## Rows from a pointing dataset
○ ○ ○ ○ ○
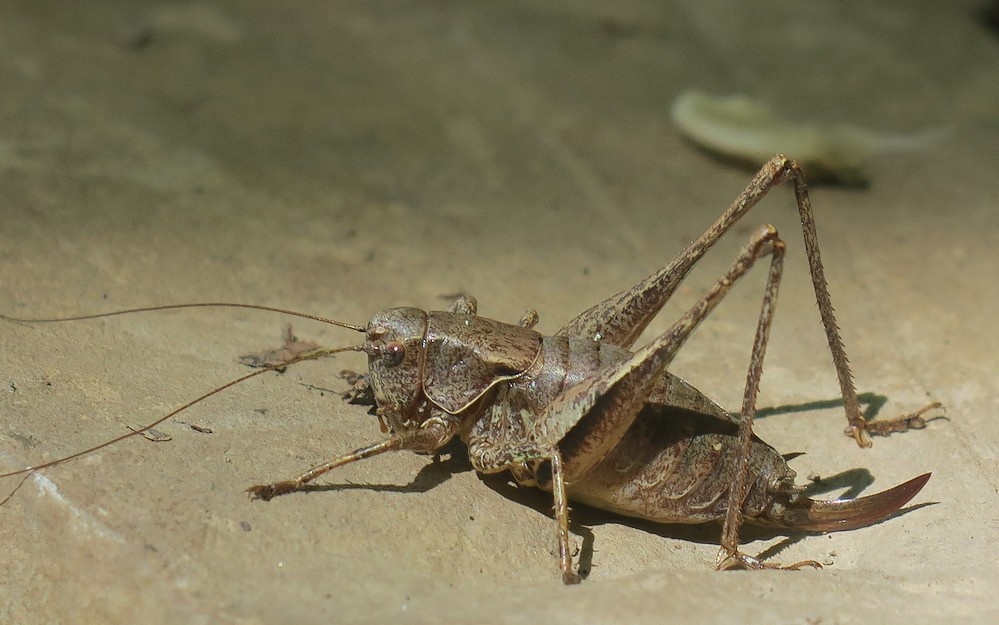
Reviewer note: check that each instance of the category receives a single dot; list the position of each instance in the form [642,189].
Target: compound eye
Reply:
[394,353]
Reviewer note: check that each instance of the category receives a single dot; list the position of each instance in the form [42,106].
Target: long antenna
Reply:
[312,355]
[283,311]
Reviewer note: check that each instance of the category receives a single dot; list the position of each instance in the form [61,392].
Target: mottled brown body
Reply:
[582,415]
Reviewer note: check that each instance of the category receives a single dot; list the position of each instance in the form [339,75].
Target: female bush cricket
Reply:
[582,416]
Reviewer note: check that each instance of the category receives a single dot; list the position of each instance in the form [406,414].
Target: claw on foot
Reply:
[267,492]
[739,561]
[862,430]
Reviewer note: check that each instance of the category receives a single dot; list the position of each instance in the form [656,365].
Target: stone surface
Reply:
[345,157]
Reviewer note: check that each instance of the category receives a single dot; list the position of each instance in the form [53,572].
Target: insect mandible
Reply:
[582,416]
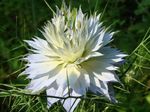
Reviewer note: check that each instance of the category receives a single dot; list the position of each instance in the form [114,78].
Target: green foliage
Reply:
[21,19]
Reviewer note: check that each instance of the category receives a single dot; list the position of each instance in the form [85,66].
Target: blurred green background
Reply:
[22,19]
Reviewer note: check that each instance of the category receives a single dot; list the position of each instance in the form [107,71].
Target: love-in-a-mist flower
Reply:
[72,58]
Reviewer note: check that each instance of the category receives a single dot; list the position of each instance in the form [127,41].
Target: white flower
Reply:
[72,59]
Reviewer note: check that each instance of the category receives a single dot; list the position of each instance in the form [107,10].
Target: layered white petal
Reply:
[72,59]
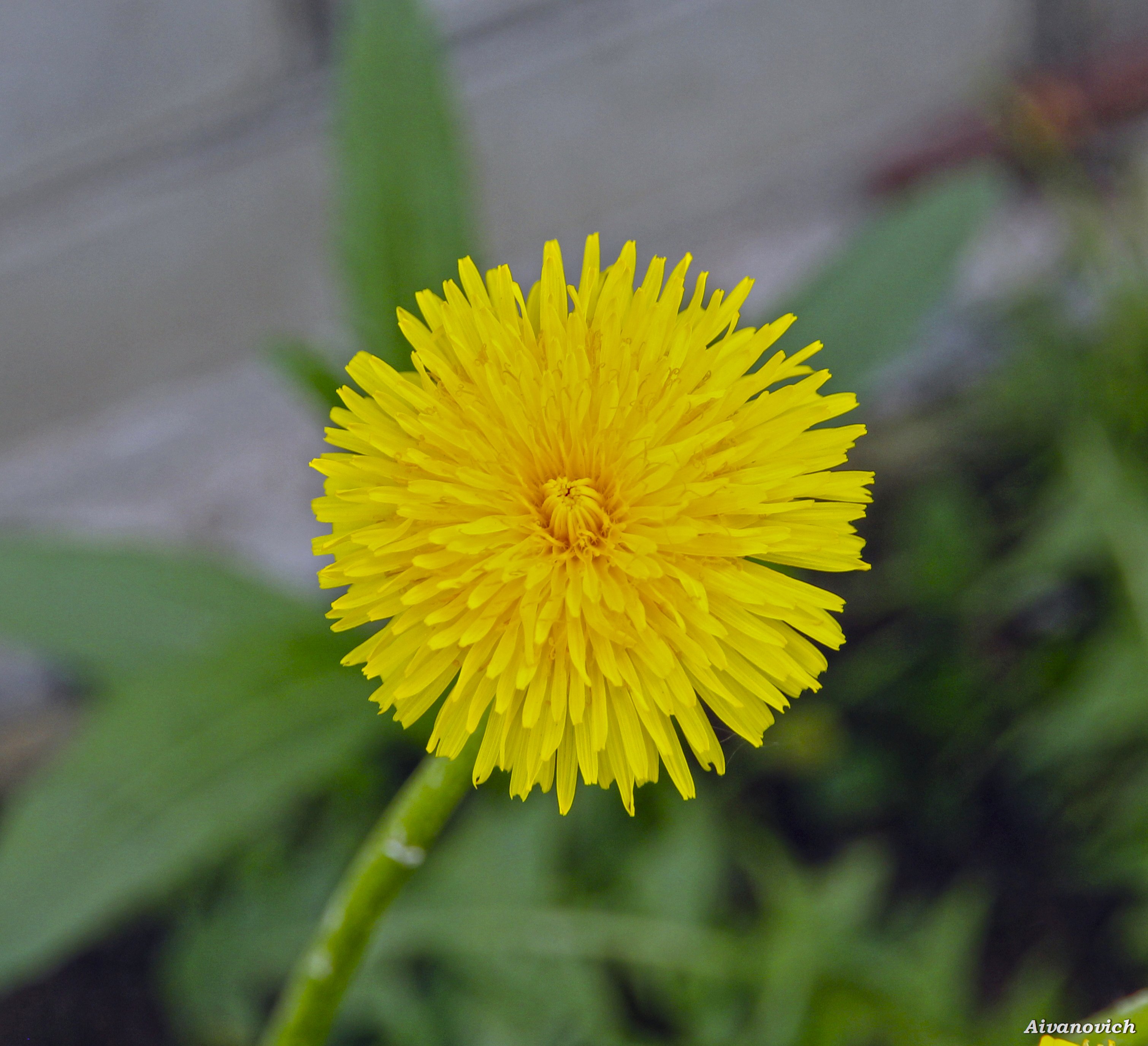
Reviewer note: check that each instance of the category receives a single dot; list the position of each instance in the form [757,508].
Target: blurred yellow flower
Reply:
○ ○ ○ ○ ○
## OBJECTIVE
Please repeat the lines above word for word, leaving out the pictures.

## SOLVED EXERCISE
Reviewer note: check that each instance of the category receives a single dot; list the position of each instance in the form [642,189].
Target: compound eye
Reply:
[394,353]
Reviewer note: check that each instance of the category receives a single dot; list the position of each instance in the form [42,106].
Target: long antenna
Reply:
[312,355]
[283,311]
Reviewer note: check that each instance of the category receives a single dot; list the position of each instance in the form [61,392].
Target: mottled brown body
Reply:
[582,415]
Reviewer note: check that each instance of the category receives a single dot; list the position of each instance in the form [339,75].
Target: female bush cricket
Reply:
[582,416]
Reviewer note: check that each instance of the category receives a single dot; list the position of each instance in the form [406,414].
Target: claw on foot
Reply:
[267,492]
[739,561]
[862,430]
Reviewer note: check that each instance of the category receives a single dot; list the position of each instance in the form [656,365].
Target: stone surface
Reply:
[345,157]
Reviewer note: check that each instance of the category receives a single dot; list the position of each instance in the form [53,572].
Target: insect mandible
Reply:
[582,416]
Reviewer note: check that each instance of the category receives a single dot; list the position of each instance in the form [114,78].
Target: green foliage
Reply:
[21,19]
Reviewer note: check that each instance of the category receives a single dot; list the position of each instance in the form [85,66].
Target: blurred green background
Reply:
[22,19]
Reviewer note: check that each instance of the category receives a single dot; list the position of each instance in the form [107,71].
Target: love-in-a-mist flower
Reply:
[72,58]
Reviewer note: check that each instance of the category receives a single dot; list the position of each instance in the form [127,41].
Target: white flower
Reply:
[72,59]
Reviewer note: check that each instance of the category receives a single dot; list the position of each instance in the form [107,10].
Target: layered white petal
Reply:
[72,59]
Reviewer note: check that each instance of the category receives a single dot; list the position of each instance in the form [757,508].
Target: blurred yellow flower
Reply:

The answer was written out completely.